* Bloque de texto *
:::::
Los seres humanos tenemos la capacidad de pensar, de elaborar ideas, de deducirlas, pero ese proceso no es un acto en solitario: quienes adquieren una capacidad crítica no lo hacen solos, sino en compañía de otros, bien sea porque los imitaron o porque estuvieron en desacuerdo. Como sugería Marx en su tercera tesis sobre Feurbach, “son los hombres, precisamente, los que hacen que cambien las circunstancias y que el propio educador necesita ser educado.” En otras palabras, el proceso de pensar y pensar críticamente también se enseña y una de las condiciones esenciales para eso es la libertad de cátedra.

Por lo tanto, la libertad de cátedra es esencial y por ello su defensa debe ser entendida como la posibilidad de preservar aquello que nos hace realmente humanos. Es inconcebible educar sin diálogo, sin debate, sin valorar las diferencias. Solo a una sociedad que reduce la complejidad de la educación a simple transmisión de información se le puede ocurrir que es necesario que el profesor suprima sus opiniones, sus apreciaciones, porque cuando se enseña, se transmiten también sentimientos, percepciones, se genera empatía. Si se quiere una educación totalmente desapasionada, lo más cercano sería un centenar de computadores donde esté toda la información, a la cual acudir para obtener lo que sea meramente útil o productivo.

El Centro Democrático argumenta la necesidad de “vigilar y castigar a los docentes que ‘politicen’ sus clases”, lo cual está en total contradicción no solo con la libertad de cátedra sino con la libertad en su acepción más general; pone en evidencia, además, el talante auténticamente dictatorial de la propuesta. Sus argumentos son incluso anticonstitucionales, ya que, como lo señala la Corte Constitucional en la Sentencia T-588/98:

La función que cumple el profesor requiere que éste pueda, en principio, en relación con la materia de la que es responsable, manifestar las ideas y convicciones que según su criterio profesional considere pertinentes e indispensables, lo que incluye la determinación del método que juzgue más apropiado para impartir sus enseñanzas.
:::::
* Preguntas de estudio *
A. Según el texto sobre la libertad de cátedra, ¿sin qué es inconcebible educar? Enumera todo lo que menciona.
B. Retoma el texto sobre la libertad de cátedra y continúalo a partir de su última oración.

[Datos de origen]
:::::
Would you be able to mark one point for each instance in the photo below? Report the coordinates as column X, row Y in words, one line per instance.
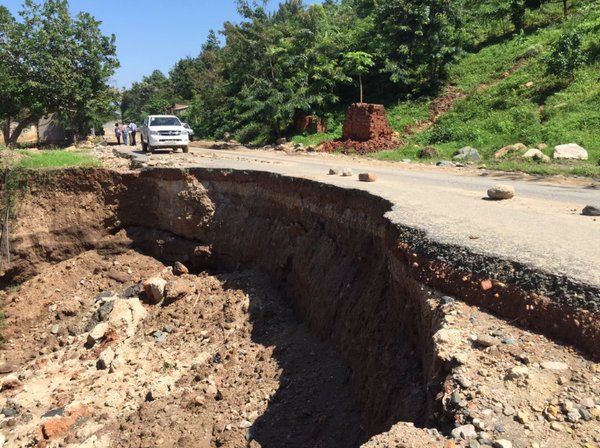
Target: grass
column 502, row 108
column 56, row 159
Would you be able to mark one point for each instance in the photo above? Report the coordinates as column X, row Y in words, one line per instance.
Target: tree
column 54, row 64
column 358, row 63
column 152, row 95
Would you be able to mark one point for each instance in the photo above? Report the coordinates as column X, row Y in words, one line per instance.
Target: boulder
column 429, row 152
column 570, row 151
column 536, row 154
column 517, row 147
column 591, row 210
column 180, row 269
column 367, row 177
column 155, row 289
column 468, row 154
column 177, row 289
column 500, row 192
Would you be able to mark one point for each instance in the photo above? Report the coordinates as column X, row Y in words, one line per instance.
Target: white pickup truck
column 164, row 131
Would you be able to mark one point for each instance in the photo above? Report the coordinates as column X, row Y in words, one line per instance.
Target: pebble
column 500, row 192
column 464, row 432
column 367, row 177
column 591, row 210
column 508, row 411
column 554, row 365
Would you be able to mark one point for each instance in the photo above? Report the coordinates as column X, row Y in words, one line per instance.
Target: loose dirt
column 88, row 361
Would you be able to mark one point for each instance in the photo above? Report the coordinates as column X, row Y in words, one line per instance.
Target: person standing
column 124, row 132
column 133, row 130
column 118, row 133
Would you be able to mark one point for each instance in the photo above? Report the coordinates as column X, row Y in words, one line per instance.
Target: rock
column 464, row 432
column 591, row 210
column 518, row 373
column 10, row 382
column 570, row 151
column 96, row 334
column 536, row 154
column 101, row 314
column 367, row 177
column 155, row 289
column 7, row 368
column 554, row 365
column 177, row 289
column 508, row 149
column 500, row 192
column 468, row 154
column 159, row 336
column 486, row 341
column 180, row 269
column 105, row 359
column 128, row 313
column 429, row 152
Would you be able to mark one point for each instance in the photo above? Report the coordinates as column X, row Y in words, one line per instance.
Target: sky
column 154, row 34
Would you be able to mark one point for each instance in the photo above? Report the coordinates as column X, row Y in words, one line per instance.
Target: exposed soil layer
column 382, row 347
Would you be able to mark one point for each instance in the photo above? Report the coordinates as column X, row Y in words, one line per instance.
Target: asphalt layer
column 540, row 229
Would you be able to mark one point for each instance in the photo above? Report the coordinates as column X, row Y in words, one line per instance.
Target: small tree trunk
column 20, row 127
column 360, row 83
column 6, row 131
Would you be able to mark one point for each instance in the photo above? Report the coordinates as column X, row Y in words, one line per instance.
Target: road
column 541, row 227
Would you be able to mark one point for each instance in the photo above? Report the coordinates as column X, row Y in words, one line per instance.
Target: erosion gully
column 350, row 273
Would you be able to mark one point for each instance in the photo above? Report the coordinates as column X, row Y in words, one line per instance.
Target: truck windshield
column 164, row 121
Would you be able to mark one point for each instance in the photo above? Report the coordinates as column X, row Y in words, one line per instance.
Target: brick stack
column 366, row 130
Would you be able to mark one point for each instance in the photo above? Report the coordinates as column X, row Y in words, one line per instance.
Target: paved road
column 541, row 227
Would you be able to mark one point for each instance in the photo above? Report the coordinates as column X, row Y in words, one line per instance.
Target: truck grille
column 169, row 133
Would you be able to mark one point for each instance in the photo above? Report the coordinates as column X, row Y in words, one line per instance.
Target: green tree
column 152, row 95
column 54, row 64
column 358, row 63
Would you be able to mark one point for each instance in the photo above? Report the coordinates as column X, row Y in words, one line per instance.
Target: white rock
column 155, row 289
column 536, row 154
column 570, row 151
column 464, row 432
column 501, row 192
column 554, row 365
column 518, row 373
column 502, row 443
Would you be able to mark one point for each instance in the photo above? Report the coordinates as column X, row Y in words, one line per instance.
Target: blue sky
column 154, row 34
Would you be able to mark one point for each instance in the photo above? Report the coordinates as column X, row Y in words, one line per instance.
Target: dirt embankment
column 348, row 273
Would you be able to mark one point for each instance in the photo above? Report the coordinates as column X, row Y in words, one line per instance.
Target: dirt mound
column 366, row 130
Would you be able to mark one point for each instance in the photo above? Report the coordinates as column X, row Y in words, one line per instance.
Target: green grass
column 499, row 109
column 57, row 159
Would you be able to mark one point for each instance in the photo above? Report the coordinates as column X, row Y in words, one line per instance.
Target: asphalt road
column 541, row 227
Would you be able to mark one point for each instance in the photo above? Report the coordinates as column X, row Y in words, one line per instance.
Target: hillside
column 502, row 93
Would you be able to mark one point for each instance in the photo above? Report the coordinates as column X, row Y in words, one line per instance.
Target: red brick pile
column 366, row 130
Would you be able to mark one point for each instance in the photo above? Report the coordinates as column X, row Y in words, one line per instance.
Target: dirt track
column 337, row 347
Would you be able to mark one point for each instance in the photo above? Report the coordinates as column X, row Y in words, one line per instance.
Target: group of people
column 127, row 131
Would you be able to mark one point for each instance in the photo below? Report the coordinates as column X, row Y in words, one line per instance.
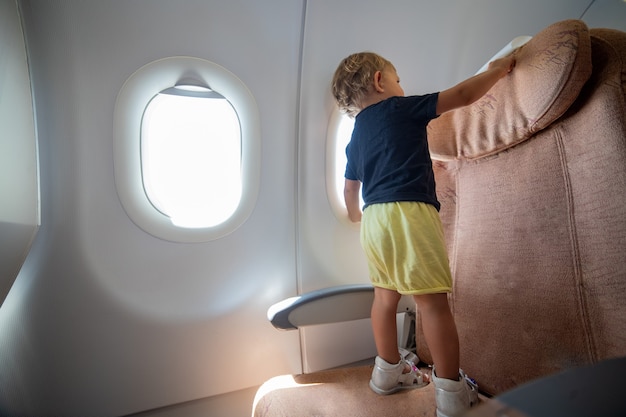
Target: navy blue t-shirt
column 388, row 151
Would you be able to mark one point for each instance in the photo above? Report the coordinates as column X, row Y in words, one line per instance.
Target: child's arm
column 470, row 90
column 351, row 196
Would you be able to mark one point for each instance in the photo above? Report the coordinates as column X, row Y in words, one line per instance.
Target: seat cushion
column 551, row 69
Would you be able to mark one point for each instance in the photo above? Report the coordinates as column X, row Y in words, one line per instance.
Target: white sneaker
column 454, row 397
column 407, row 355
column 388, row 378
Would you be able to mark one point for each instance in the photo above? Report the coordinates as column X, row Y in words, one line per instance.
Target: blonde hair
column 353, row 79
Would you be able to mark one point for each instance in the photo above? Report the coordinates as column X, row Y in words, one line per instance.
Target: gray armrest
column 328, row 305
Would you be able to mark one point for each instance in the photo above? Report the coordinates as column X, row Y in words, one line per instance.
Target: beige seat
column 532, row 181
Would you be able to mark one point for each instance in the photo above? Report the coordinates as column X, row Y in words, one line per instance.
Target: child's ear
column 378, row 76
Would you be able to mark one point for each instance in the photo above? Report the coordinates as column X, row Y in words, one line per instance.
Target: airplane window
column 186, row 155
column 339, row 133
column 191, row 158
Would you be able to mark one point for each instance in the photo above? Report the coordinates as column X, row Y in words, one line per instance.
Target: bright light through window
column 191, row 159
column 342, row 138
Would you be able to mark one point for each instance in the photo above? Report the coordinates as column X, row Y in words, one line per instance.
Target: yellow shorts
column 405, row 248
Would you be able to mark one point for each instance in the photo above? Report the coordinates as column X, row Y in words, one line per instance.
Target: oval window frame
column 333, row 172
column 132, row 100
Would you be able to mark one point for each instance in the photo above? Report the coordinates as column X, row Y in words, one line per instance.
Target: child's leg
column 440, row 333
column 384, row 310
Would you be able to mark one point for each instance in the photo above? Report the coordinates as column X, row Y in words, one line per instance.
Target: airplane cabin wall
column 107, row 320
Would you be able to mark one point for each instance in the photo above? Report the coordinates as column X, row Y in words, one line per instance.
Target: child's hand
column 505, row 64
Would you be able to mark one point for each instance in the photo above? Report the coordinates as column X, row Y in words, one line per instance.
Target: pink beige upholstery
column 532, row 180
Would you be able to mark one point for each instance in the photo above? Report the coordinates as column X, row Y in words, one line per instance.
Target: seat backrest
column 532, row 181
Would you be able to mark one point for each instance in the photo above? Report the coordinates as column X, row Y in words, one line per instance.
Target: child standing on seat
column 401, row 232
:::::
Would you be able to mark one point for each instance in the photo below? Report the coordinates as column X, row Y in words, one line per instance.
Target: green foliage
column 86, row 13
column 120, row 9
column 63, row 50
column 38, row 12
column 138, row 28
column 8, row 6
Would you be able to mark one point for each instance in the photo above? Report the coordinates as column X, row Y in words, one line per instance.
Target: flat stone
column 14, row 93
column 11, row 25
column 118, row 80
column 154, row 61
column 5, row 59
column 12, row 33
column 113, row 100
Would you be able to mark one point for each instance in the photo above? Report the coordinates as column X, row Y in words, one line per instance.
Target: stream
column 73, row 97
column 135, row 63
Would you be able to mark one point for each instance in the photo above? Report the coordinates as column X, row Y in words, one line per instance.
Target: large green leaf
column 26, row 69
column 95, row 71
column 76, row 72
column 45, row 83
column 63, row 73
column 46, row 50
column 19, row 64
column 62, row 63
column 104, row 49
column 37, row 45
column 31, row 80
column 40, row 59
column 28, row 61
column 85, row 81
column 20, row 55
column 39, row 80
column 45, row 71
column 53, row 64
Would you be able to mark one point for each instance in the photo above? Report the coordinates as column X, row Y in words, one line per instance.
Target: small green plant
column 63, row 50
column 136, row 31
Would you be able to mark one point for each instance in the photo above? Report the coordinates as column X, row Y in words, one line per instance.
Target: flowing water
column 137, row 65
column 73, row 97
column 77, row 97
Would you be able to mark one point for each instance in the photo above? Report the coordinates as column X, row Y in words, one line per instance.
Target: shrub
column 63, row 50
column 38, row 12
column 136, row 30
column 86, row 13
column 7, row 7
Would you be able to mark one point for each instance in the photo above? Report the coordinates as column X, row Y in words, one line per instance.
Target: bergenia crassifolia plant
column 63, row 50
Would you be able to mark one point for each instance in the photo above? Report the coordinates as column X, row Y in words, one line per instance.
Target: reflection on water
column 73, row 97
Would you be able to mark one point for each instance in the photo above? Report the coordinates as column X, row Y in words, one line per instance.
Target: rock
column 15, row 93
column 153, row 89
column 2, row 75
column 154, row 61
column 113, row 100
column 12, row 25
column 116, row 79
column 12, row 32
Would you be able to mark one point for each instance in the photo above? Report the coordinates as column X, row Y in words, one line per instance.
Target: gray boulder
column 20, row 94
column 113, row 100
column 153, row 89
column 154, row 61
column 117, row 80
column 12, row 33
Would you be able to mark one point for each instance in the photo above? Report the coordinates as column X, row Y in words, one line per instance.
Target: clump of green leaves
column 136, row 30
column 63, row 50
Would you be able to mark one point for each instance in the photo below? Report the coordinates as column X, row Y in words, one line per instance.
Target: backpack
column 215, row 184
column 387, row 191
:::::
* Respuestas por ejercicio *
A.
- El diálogo
- El debate
- Valorar las diferencias

B.
Cabe aquí recordar una anécdota que vivió Estanislao Zuleta cuando estaba cursando el bachillerato. En una ocasión el profesor de Historia tuvo que ausentarse y dejó a alguien encargado; esta persona se dedicó a contar historias de los viajes de Colón y de las guerras mundiales, sin mencionar una fecha ni hacer uso del tablero, motivo por el cual Zuleta refiere que no aprendió historia como se quisiera, pero sí llegó a quedar encantado por el potencial que tenía la historia, develándole los orígenes y raíces de nuestra existencia. El profesor le dejó a Zuleta algo mucho más valioso que los datos y las notas, una inquietud por la historia que marcó su vida.

Recordando esta anécdota podemos decir que quienes se oponen a la libertad de cátedra la defienden y la entienden de manera abstracta, sin comtemplar el pensamiento crítico como una condición innata; olvidan que no hay mejor forma de enseñar que aquella que apasiona, encanta, enamora y, más aún, decepciona, porque es por esos procesos afectivos que el ejercicio de la razón debe sobreponerse para valorar la solidez de lo aprendido, solo así se reafirma el pensamiento crítico.

Recuérdese, finalmente, lo que decía el maestro Carlos Gaviria al respecto de quienes afirmaban ser demócratas; él descreía de estas personas porque, decía, antes que ser demócrata “se es persona, amigo, hermano, liberal, republicano o socialista”, motivo por el cual no se puede ser demócrata en sí, abstractamente. De igual manera no se puede ser solo profesor en sí, pues antes que ser profesor se es padre, madre, hermano, hincha de algún equipo y seguidor de ideas políticas, de todo lo cual le será supremamente difícil desprenderse.